» WHAT YOU HAVE TO DO:
Give the listing again in full, exactly as written.

» RECORDED INFORMATION:
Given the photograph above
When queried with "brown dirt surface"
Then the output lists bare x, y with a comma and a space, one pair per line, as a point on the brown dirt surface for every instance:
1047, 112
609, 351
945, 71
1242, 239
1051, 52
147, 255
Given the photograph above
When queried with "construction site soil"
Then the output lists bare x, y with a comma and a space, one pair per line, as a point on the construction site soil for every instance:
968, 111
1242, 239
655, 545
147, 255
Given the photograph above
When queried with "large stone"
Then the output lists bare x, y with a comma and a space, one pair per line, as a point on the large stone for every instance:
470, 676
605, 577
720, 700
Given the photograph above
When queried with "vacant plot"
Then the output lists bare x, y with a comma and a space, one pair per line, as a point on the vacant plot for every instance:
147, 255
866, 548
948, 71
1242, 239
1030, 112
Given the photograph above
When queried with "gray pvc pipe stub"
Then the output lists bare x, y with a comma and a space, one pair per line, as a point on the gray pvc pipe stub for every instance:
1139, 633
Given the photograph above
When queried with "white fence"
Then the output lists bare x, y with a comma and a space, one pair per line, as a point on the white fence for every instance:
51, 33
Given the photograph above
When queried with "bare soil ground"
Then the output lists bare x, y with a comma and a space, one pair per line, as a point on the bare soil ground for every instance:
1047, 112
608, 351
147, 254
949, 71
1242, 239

» WRITTEN RESPONSE:
Given the photograph above
When queried with "brown dirt surface"
Then the output lists bare x, y with a comma and a space, one pair per line, as a point on the brown dirt surface for every instance:
1047, 112
609, 351
945, 71
1242, 239
1051, 52
147, 255
Given the photograph above
When queried with "construction site soil"
Then the output lists bare x, y with a comma and a space, one pair per line, as a point on the construction site soil for every instance:
968, 111
1242, 239
655, 545
147, 255
Given the photograph above
When queried with "large stone"
Then the output lists bare x, y with a comma and a space, one pair per line, as a point on the large stone for every instance:
470, 676
605, 577
720, 700
Given the photograph above
When queried with "vacant plot"
Then the output lists bare x, y with a comma and a space, one pair per line, as a point on the vacant plot for every instance:
147, 255
866, 548
948, 71
1242, 239
1030, 112
Given the photograph above
When queried with "gray pvc pipe stub"
Then the output lists bare x, y with a comma and a space, one pair per line, as a point on the gray pvc pipe stub for every instance:
1139, 633
Given the photograph above
When queried with "white fence"
Then the output lists bare x, y with a comma and a space, one pair per line, as a point on the white fence for every instance:
51, 33
Given the photograph above
When queried with "bare soil ground"
Then the output lists bare x, y with a comma and a space, one pair per line, as a point on the bare soil ground for every instance:
1047, 112
608, 351
147, 254
949, 71
1242, 239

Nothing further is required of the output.